Stated exercise
From the accounting passage below, return the wording starting with "With respect to Level" and going on through "of financial instruments.", copied word for word.

Selected passage
--*--
FASB’s Fair Value Measurement Topic establishes a hierarchy of inputs with respect to determining the fair value of assets and liabilities for financial reporting purposes. The three types of inputs are “Level 1” (quoted prices in active markets for identical assets or liabilities), “Level 2” (inputs other than quoted prices that are observable either directly or indirectly for the asset or liability), and “Level 3” (unobservable inputs for which little or no market data exists). Financial instruments that are not traded in publicly quoted markets or that are acquired based on prices and terms determined by direct negotiation with the issuer are classified as Level 3 and carried at book value, which management believes approximates fair value, until circumstances otherwise dictate.

 

With respect to Level 3 inputs in particular, significant increases or decreases in specific inputs in isolation could result in higher or lower fair value measurements and the methods and calculations used by the Company to estimate fair values may not be indicative of net realizable value or reflective of future fair values. Furthermore, the use of different methodologies or assumptions to determine fair values could result in different fair value measurements and such variations could be material. In addition to management’s assessments, from time to time, the Company may engage third parties such as appraisers, brokers, or investment bankers to assist management in its valuation and classification of financial instruments.

 

Real Estate Development

 

Revenues from real estate developments, if any, are recognized at the time of sale closing if all significant conditions are satisfied, including adequate down payment, reasonable assurance of collectability of any notes received, and completion of other contract requirements. Recognition of all or part of the revenue is deferred if any significant conditions are not satisfied. Costs that relate directly to development projects are capitalized and allocated using the specific identification method. Land acquisition, improvements, and holding costs, including real estate taxes and interest are capitalized while a development is in progress. Interest expense, if any, is capitalized based on specific identification of notes payable issued to finance specific assets under development. Once development on a project has been completed and sales have begun, remaining inventory is recorded at the lower of cost or market. Development costs are charged to cost of sales when the related revenue is recognized or when a development is abandoned.
--*--
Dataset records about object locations
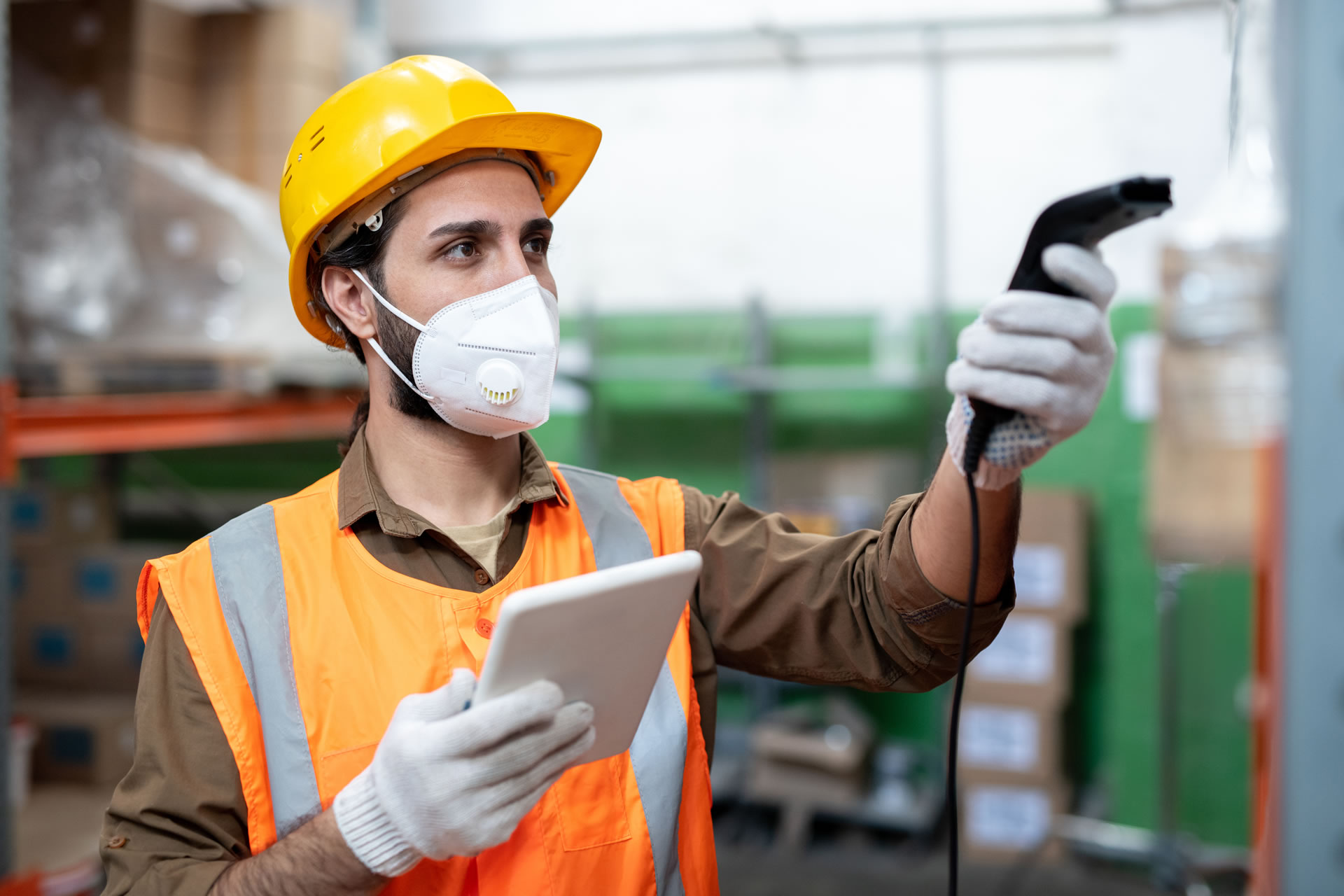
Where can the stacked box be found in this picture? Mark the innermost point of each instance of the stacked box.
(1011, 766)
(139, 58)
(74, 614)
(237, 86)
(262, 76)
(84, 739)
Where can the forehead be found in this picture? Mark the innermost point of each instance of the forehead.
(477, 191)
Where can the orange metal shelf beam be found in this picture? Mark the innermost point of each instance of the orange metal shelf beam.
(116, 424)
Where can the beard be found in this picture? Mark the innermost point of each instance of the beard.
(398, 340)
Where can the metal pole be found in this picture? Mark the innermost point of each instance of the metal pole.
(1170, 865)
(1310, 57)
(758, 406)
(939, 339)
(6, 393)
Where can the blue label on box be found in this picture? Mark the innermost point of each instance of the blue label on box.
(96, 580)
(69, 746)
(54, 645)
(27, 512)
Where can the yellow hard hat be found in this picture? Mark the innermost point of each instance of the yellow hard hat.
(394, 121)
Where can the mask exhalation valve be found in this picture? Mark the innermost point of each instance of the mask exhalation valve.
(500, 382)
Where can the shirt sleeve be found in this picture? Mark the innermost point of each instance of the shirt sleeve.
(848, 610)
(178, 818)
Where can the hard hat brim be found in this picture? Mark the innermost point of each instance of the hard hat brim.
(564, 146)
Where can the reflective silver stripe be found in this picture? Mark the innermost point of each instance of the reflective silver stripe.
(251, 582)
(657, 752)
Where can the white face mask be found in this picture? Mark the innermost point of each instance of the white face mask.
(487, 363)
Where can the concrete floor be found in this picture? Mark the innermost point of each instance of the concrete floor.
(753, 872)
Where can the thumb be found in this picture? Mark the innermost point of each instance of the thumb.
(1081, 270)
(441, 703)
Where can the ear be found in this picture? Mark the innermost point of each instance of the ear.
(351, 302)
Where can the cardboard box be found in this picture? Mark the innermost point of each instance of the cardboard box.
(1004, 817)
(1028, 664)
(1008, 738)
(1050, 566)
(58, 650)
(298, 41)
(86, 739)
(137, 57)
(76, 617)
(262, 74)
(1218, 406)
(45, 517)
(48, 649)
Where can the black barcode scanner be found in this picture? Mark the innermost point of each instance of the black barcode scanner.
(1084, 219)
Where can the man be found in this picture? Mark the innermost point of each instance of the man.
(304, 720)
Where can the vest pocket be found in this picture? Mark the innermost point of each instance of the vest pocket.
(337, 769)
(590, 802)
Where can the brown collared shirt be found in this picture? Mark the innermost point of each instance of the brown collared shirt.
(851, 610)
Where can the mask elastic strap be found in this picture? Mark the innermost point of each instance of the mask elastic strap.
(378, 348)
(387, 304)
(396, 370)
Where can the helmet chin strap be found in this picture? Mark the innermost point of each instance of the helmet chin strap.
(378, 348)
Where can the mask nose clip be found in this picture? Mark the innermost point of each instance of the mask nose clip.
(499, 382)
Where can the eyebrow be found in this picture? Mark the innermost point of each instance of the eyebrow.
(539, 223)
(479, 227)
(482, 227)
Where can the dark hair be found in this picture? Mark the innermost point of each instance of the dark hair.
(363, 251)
--*--
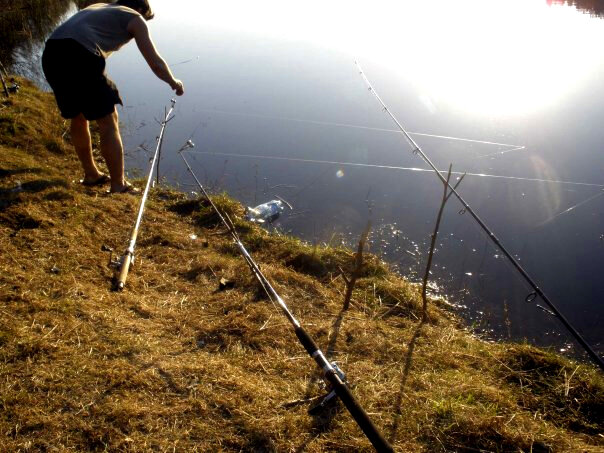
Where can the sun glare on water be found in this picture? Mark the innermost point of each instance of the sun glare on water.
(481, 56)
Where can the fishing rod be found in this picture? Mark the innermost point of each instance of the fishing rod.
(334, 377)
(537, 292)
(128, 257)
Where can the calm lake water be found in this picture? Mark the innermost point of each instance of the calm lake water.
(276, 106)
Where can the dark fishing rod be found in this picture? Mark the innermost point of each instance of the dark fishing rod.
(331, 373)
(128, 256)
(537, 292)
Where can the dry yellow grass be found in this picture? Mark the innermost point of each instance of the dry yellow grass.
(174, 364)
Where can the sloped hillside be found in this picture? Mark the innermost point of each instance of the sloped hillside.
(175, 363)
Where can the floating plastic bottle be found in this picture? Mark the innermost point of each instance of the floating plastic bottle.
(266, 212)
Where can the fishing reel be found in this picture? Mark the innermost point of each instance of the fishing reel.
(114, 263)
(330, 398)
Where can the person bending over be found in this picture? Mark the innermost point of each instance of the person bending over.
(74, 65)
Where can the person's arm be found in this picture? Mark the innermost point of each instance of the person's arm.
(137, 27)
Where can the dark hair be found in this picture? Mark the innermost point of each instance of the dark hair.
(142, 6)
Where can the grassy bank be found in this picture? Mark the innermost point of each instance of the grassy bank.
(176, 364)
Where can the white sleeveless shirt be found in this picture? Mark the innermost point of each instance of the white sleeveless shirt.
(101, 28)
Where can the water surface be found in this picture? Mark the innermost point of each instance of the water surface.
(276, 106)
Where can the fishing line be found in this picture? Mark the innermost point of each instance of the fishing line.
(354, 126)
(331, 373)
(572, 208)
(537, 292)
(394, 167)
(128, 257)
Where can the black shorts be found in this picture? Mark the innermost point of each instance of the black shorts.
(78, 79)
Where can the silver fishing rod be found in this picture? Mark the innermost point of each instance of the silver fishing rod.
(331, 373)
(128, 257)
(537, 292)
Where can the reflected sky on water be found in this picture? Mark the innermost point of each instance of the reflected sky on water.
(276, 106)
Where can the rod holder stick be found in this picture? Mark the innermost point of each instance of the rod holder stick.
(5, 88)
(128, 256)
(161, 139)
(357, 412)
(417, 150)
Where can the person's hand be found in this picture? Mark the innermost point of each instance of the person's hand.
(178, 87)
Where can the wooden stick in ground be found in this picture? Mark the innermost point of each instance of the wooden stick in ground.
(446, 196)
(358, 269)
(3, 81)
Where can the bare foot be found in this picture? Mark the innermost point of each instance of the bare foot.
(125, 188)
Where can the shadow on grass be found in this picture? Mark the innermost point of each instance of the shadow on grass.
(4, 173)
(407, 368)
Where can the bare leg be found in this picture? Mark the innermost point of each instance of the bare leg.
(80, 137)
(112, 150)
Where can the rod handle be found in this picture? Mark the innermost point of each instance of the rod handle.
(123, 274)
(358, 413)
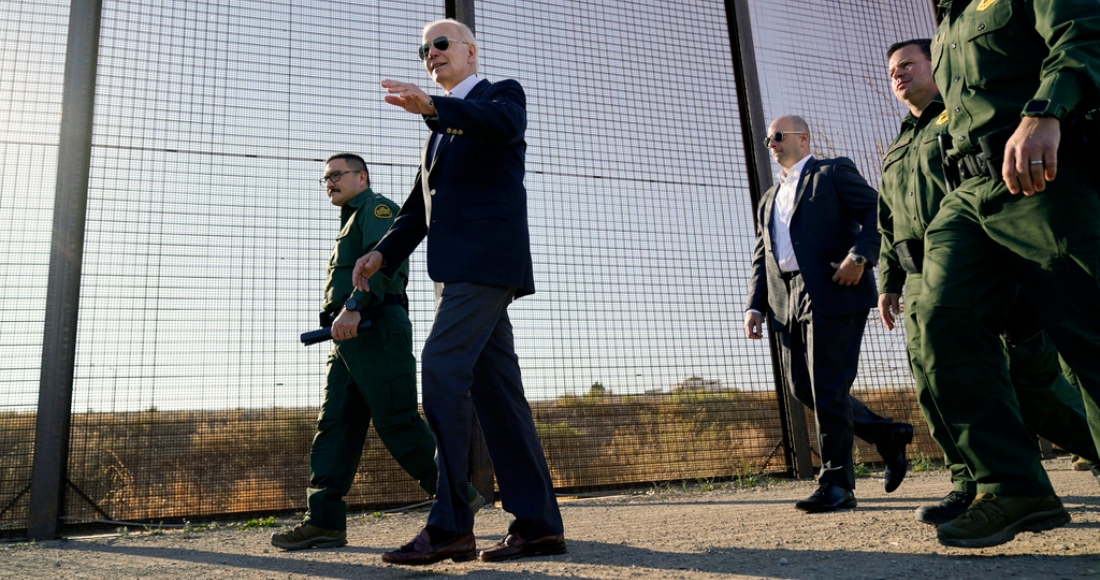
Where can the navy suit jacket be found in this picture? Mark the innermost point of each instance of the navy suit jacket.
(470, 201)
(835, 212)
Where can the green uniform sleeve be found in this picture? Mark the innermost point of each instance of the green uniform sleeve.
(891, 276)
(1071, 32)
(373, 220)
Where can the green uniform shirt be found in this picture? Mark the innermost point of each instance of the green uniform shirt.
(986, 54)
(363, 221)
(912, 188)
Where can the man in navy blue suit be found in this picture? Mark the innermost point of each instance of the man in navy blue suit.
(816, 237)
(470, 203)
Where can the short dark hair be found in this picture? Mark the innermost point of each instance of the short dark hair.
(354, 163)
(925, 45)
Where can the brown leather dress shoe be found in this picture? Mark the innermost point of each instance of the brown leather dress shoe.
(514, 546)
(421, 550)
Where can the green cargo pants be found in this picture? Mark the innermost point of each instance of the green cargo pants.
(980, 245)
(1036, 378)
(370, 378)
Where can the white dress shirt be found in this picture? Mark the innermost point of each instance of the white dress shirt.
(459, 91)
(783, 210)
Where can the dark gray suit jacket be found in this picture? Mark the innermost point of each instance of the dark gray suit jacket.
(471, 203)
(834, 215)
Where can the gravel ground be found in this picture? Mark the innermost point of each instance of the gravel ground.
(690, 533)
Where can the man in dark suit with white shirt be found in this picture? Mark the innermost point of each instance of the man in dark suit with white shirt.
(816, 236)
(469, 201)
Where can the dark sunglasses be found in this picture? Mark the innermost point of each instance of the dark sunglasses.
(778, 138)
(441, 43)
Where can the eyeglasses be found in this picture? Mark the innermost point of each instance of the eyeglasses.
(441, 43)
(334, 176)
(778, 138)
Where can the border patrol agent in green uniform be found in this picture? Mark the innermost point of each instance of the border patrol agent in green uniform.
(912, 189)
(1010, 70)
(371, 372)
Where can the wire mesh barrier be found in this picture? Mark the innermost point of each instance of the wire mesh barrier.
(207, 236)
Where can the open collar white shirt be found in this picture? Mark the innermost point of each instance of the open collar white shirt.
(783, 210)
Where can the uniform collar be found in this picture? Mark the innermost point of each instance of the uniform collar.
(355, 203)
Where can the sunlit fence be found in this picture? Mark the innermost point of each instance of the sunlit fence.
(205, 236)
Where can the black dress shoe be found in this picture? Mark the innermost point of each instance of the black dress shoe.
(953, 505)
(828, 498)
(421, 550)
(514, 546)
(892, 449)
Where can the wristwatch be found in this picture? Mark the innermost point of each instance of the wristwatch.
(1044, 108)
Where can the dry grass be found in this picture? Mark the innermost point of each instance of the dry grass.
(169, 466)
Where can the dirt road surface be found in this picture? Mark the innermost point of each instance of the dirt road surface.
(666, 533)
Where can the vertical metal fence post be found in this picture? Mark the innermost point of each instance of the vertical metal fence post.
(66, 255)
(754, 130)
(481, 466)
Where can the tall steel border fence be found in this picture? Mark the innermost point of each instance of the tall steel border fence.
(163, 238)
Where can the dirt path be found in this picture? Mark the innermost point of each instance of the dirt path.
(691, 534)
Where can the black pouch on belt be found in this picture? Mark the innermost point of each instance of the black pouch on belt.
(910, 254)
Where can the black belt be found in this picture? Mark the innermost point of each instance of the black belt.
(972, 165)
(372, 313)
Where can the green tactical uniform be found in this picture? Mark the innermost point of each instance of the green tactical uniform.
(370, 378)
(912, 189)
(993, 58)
--*--
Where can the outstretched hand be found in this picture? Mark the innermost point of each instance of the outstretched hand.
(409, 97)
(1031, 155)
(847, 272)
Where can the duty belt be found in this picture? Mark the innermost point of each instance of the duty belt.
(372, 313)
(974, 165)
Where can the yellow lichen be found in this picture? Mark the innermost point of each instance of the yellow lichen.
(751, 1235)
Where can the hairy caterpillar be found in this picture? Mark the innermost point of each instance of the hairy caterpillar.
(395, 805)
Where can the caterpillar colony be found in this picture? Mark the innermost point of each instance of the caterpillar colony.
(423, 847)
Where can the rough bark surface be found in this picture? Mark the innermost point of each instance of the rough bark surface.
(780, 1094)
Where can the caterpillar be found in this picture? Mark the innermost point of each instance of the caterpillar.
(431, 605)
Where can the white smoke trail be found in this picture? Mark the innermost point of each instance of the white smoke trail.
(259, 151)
--*--
Output of the exercise
With respect to Level 3 inputs in particular, significant increases or decreases in specific inputs in isolation could result in higher or lower fair value measurements and the methods and calculations used by the Company to estimate fair values may not be indicative of net realizable value or reflective of future fair values. Furthermore, the use of different methodologies or assumptions to determine fair values could result in different fair value measurements and such variations could be material. In addition to management’s assessments, from time to time, the Company may engage third parties such as appraisers, brokers, or investment bankers to assist management in its valuation and classification of financial instruments.